[Information supplied]:
[start]

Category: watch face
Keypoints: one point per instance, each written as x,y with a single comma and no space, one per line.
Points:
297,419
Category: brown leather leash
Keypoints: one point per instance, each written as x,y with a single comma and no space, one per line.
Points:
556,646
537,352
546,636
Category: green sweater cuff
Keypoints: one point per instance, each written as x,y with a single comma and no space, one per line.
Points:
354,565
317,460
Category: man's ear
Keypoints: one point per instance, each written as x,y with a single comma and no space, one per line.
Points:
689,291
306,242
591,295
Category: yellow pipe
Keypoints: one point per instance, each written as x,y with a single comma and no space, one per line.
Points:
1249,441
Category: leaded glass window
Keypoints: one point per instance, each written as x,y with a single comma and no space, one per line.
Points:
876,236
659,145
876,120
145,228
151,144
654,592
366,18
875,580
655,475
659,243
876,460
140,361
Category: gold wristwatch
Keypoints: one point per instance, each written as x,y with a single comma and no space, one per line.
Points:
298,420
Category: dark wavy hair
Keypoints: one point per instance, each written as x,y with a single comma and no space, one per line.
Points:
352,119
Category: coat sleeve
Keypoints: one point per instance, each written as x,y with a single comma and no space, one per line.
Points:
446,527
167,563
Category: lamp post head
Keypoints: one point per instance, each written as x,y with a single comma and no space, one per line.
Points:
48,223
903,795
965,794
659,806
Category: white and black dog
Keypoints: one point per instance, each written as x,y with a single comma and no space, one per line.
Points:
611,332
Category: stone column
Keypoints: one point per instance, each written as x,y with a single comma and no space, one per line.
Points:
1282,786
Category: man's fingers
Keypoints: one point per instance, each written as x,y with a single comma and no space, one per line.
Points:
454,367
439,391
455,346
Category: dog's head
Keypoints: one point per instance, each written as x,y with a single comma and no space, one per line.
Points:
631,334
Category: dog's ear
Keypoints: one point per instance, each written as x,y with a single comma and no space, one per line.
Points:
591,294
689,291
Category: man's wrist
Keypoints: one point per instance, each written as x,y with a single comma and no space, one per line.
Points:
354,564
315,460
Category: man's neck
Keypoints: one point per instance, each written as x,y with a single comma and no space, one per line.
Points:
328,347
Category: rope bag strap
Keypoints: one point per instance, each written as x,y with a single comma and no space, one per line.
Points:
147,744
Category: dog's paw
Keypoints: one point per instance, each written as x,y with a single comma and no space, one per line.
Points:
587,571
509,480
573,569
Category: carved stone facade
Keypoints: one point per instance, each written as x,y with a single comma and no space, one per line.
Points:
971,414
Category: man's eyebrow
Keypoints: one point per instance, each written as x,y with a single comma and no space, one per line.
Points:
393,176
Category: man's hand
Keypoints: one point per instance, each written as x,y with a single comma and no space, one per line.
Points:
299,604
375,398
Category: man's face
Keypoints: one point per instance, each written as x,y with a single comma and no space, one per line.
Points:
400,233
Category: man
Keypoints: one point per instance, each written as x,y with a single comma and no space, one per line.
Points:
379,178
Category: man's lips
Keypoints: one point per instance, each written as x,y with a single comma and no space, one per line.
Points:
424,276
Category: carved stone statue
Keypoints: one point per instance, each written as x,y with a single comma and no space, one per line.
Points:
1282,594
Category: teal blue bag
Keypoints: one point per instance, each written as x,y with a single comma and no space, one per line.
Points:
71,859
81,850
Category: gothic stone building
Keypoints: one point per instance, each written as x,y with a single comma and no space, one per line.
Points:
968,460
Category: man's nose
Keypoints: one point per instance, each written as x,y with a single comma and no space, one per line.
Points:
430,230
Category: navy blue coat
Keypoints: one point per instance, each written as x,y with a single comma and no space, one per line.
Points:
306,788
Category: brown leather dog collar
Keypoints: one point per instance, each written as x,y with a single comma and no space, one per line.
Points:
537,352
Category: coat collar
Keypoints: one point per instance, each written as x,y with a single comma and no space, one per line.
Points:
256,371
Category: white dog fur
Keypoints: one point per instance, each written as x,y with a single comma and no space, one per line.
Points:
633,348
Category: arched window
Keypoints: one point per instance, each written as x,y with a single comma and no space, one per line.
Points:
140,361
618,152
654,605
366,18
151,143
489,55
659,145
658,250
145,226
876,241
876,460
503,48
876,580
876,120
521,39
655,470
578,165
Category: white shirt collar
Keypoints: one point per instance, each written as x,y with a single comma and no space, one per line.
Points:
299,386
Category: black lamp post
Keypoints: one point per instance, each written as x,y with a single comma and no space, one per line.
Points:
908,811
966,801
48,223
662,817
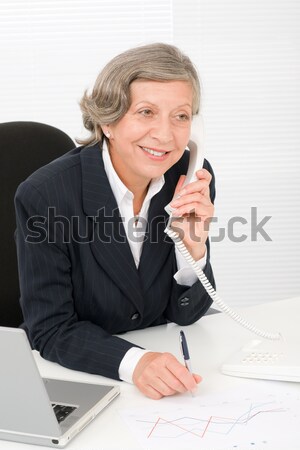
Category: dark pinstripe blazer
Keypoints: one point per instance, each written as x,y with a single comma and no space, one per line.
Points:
79,286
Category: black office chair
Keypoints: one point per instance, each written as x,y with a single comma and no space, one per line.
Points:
24,147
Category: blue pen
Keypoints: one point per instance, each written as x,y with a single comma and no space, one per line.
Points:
185,353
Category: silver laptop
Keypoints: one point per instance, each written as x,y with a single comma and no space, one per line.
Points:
42,411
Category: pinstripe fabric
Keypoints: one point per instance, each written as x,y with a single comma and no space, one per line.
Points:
79,287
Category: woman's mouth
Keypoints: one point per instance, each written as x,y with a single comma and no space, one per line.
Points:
155,154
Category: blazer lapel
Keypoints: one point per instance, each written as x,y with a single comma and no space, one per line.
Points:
109,244
157,245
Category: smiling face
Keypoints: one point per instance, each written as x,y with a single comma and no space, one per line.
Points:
154,132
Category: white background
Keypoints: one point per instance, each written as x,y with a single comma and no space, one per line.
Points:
248,56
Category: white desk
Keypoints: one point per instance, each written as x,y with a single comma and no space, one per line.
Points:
211,341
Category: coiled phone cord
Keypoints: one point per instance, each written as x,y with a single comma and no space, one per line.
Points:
211,291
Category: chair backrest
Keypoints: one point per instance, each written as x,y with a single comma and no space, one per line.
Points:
24,147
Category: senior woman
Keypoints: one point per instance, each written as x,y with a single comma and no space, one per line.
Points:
94,261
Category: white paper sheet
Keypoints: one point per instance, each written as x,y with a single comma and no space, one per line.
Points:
236,420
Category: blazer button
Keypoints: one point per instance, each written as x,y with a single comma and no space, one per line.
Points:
135,316
185,301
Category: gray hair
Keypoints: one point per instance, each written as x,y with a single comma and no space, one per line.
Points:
110,98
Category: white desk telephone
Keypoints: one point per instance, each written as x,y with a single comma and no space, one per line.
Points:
269,357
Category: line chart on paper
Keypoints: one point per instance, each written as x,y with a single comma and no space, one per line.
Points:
199,427
239,420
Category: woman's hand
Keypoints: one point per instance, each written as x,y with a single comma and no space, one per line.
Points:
160,374
192,212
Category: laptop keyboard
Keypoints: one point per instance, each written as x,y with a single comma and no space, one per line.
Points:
62,411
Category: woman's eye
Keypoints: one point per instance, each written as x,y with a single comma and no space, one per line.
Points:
146,112
183,117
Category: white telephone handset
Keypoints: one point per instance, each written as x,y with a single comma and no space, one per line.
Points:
196,154
270,365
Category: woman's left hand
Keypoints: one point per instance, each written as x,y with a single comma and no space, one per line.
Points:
192,212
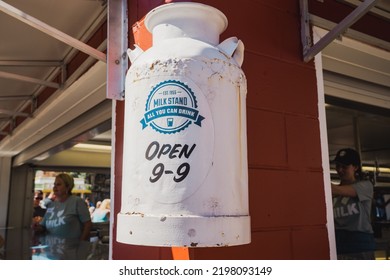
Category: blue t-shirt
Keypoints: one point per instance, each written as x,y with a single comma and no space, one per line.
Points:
66,219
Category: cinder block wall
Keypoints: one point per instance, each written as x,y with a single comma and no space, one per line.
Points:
286,189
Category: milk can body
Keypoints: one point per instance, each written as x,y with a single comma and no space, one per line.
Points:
185,180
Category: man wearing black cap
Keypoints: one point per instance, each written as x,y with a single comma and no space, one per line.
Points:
352,200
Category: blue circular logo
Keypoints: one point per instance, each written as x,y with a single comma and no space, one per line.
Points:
171,107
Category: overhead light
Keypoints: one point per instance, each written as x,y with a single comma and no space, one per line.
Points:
91,148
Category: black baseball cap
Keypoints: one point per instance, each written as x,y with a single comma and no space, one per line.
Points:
347,156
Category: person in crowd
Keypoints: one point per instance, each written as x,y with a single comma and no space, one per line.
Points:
102,214
90,205
352,199
67,215
38,212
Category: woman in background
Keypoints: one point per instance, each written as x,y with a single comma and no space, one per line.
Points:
67,216
102,213
352,200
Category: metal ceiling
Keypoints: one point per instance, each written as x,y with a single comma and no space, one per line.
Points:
38,39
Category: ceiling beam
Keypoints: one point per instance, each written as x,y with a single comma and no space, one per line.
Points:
22,78
51,31
14,114
31,63
309,50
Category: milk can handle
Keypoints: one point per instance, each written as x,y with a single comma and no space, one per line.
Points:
233,48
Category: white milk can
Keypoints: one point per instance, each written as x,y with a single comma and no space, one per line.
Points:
185,173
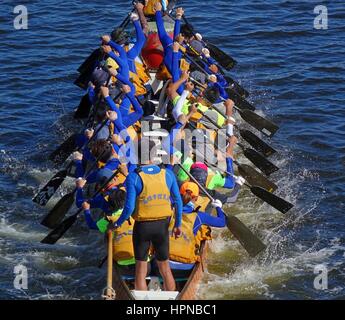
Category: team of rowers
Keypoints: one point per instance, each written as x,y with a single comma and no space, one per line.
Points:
159,216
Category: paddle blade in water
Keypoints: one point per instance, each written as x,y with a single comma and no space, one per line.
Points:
59,231
260,161
273,200
267,127
237,87
45,194
90,62
84,108
255,178
222,58
60,155
245,236
239,101
55,215
257,143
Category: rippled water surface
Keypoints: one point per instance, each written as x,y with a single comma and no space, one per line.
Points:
296,77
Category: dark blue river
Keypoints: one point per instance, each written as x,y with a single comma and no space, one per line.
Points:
296,77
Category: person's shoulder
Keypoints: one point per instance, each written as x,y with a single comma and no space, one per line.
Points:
131,177
150,169
169,173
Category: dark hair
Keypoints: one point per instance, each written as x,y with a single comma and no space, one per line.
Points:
117,199
101,112
187,197
102,150
145,147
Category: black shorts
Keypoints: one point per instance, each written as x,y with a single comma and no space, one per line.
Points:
146,233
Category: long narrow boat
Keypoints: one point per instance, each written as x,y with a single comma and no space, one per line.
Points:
187,288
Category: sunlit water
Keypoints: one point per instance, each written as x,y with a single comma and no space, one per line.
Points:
296,77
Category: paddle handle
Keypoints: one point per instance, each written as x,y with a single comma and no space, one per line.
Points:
195,181
110,263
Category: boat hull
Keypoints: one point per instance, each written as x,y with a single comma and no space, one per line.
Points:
188,291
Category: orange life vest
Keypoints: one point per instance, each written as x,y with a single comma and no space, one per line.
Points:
149,9
186,249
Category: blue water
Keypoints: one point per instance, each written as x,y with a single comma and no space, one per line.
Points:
295,74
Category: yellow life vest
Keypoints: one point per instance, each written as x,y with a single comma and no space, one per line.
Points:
153,203
111,64
184,65
149,9
202,203
186,249
122,243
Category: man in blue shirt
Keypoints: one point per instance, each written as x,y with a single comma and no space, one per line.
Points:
151,191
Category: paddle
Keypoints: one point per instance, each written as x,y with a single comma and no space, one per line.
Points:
268,197
263,125
61,229
55,215
232,83
60,155
222,58
84,108
247,135
237,87
45,194
256,158
252,244
267,127
250,174
93,58
258,144
109,292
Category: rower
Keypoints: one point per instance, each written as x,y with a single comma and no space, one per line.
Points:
149,189
185,251
167,42
106,200
123,253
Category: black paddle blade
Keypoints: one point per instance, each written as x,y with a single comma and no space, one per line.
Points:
44,195
84,108
60,155
55,215
257,143
222,58
237,87
60,230
239,101
266,166
255,178
90,61
267,127
273,200
248,240
212,94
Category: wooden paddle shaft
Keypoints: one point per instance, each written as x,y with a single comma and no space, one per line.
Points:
195,181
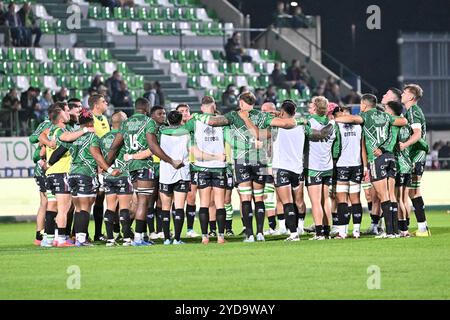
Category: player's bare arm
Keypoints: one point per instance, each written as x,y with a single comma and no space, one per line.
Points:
218,121
355,119
101,162
156,150
115,147
417,134
72,136
205,156
138,156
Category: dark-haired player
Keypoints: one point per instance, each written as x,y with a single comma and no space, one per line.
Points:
173,182
208,150
404,169
99,106
138,133
191,208
378,141
349,173
118,190
250,162
418,146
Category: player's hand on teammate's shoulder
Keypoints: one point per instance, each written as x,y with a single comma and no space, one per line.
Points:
116,173
177,164
377,152
243,114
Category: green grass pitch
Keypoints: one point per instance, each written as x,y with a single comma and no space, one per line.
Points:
414,268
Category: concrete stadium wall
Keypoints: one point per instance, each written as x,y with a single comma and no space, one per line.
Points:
19,197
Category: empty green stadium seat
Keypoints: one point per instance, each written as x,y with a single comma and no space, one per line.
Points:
118,13
190,14
124,27
142,14
7,83
153,14
193,82
31,68
94,12
36,82
16,68
283,94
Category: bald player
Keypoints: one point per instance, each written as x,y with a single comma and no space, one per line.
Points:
269,188
99,106
119,190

[end]

[Task goal]: Starting at the line that contains "Category: rower", please write out every line to the end of the entries, inclusive, copied exactly and with pictures omitted.

[Written solution]:
Category: rower
Keypoints: one point per instance, each written as x,y with a single comma and no space, one per line.
Points:
149,189
185,251
167,42
106,200
123,253
Category: black paddle blade
Keypoints: one point per instance, each written as x,y with a single comma and no space, one per line.
Points:
44,195
84,108
60,155
55,215
257,143
222,58
237,87
60,230
239,101
266,166
255,178
90,61
267,127
273,200
248,240
212,94
Category: wooden paddle shaft
Keypoints: one point per instance, each written as x,y with a single comma and no space, one per line.
Points:
195,181
Category: player's bare arm
Keypoints: one point per instance, each written as x,y with a single comma and no space, one per line.
Points:
218,121
355,119
101,162
156,150
115,147
417,134
72,136
205,156
138,156
Category: dark-haired player
Keypoints: one point per instance, each written as x,y with a single comma and no space, one per line.
Points:
173,182
208,150
404,169
99,106
138,133
191,208
378,141
349,173
118,190
250,162
418,146
Category: player's hand on teammate's shoulder
Keypoints: one point per instance, each written as x,y with a single comma and no space, one per line.
Points:
116,173
177,164
377,152
243,114
Category: green grass pitch
Keypoints: one point per instance, each written as x,y with a single comma and no space, one per line.
Points:
414,268
Category: concrete stadium wall
Keypoints: one point per instance, each written as x,y with a single comma and no space, one per line.
Points:
19,197
Category: empty green stadium seat
Keypoints: one point per instance, each written as x,y with a single comma and no space, one per line.
Points:
118,13
190,14
124,27
142,14
7,83
153,14
193,82
31,68
94,12
36,82
16,68
283,94
Category: bald player
Keypoints: one point per instance, each written as x,y with a single comma and no space, one per line.
Points:
269,188
99,106
119,190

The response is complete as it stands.